*Problem statement:*
Starting at the line that contains "Could you point to the nightstand" and continuing to the end of the entries below, write those lines out again with "beige" changed to "tan" and nothing else altered.

**** Given data

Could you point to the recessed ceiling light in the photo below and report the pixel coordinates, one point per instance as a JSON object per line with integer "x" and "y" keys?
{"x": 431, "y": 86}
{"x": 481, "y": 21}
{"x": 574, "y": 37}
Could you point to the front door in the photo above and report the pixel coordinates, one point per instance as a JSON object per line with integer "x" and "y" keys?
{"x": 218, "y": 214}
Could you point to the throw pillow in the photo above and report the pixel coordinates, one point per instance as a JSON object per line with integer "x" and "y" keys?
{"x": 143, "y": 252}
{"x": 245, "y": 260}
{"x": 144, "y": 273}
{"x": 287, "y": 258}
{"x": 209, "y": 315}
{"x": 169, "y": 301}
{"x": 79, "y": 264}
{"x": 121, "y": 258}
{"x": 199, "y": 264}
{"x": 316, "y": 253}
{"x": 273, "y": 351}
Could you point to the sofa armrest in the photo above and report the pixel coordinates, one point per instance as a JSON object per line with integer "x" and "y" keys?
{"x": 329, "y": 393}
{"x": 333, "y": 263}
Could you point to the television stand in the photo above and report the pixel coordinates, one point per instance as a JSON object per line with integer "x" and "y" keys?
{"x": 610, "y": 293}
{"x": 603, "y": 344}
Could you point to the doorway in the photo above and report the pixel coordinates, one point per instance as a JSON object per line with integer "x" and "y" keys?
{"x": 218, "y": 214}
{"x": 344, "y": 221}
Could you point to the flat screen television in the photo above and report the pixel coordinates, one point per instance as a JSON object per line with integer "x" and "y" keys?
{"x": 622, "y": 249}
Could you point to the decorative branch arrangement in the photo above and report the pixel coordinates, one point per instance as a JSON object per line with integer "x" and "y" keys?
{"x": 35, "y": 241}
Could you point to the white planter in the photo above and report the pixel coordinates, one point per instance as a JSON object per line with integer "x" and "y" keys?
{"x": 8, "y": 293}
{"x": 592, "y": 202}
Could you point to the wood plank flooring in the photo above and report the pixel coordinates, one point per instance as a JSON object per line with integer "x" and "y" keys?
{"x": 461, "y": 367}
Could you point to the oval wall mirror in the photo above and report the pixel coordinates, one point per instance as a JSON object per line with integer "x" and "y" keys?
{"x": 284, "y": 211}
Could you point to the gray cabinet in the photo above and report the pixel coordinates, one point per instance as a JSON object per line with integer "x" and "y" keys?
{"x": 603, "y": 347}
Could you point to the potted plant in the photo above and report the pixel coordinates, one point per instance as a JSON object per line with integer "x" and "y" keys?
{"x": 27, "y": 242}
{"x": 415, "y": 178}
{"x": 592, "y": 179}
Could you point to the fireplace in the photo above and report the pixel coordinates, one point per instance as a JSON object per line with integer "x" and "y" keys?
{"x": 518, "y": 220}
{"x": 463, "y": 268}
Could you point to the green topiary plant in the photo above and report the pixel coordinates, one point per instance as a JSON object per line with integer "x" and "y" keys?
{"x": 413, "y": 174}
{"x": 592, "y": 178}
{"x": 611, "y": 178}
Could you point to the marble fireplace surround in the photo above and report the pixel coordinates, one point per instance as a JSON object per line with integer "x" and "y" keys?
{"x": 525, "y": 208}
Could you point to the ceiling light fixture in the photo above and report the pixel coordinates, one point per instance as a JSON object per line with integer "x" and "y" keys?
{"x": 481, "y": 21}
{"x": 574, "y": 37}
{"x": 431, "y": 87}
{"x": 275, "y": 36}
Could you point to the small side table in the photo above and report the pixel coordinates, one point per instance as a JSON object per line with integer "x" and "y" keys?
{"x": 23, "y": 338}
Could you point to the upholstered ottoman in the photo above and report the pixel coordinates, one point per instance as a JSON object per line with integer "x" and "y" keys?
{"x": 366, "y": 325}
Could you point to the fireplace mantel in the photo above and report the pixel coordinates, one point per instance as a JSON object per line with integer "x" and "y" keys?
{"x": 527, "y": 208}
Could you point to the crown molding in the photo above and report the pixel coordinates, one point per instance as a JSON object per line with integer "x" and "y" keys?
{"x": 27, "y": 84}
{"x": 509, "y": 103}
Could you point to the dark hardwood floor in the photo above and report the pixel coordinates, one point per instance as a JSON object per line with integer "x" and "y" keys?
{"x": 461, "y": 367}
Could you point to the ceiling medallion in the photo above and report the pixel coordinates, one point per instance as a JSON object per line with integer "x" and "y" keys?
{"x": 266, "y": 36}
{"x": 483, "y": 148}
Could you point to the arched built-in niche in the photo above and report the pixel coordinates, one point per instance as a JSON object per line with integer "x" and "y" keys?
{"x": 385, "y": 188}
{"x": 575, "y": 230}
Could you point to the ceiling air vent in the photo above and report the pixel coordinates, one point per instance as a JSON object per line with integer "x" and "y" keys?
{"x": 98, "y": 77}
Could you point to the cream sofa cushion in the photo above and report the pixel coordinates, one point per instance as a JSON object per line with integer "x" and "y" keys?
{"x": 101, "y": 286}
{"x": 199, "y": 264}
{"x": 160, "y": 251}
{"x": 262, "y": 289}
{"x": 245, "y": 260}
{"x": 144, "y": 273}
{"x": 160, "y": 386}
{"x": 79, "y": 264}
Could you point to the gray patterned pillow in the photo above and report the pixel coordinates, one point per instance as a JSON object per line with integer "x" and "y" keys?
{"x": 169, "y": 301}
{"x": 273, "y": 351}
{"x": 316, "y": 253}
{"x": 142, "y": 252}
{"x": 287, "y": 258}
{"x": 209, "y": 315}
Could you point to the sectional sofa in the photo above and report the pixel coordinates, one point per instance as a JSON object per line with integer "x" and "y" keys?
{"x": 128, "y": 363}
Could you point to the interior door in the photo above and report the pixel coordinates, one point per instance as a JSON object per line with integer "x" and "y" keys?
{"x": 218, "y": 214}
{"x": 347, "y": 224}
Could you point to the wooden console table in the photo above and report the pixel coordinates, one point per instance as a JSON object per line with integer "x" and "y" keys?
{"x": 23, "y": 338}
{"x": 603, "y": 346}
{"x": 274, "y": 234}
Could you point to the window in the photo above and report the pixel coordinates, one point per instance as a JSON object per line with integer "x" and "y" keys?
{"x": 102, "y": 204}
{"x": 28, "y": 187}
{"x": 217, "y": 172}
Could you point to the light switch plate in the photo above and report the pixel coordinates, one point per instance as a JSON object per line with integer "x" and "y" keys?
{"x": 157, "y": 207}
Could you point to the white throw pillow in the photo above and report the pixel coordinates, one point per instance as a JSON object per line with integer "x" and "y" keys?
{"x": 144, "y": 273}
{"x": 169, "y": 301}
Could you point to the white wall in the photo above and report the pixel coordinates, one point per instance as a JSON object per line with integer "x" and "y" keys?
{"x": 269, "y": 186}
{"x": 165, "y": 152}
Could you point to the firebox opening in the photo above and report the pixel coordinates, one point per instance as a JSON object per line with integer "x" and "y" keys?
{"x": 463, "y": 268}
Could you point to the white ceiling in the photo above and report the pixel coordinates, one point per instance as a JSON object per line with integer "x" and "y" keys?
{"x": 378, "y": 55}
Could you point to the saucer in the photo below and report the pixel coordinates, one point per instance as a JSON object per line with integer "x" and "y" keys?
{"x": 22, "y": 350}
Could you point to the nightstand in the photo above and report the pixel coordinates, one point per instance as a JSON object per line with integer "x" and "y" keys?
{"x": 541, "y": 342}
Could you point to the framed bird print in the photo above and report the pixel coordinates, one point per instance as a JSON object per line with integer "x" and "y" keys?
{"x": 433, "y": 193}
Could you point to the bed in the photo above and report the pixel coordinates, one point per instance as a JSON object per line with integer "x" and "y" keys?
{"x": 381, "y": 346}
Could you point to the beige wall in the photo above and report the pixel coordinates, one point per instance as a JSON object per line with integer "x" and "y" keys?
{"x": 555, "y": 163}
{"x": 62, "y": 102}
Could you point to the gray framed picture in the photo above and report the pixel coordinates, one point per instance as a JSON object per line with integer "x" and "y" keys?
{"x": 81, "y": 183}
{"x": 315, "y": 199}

********

*Solution:*
Could you point to the nightstand in the photo above and report the pixel coordinates, one point per instance as a JSON object per line with integer "x" and "y" keys?
{"x": 541, "y": 342}
Could you point to the framed bird print in the photo above and report the pixel coordinates, one point per instance as a JSON object per line with integer "x" and "y" keys?
{"x": 433, "y": 193}
Could you point to the bed in the photo above and report the pixel coordinates, one point per instance as a JSON object per line with integer "x" and "y" keys?
{"x": 381, "y": 346}
Could you point to the tan wall in the photo above and report the pixel coordinates, one point per instance as a JSON object per line with integer "x" and "y" keys?
{"x": 555, "y": 163}
{"x": 62, "y": 102}
Could you point to the gray framed picture in the photo above and report the pixel coordinates, one point per instance as a JSON object per line with integer "x" and "y" keys?
{"x": 81, "y": 183}
{"x": 315, "y": 199}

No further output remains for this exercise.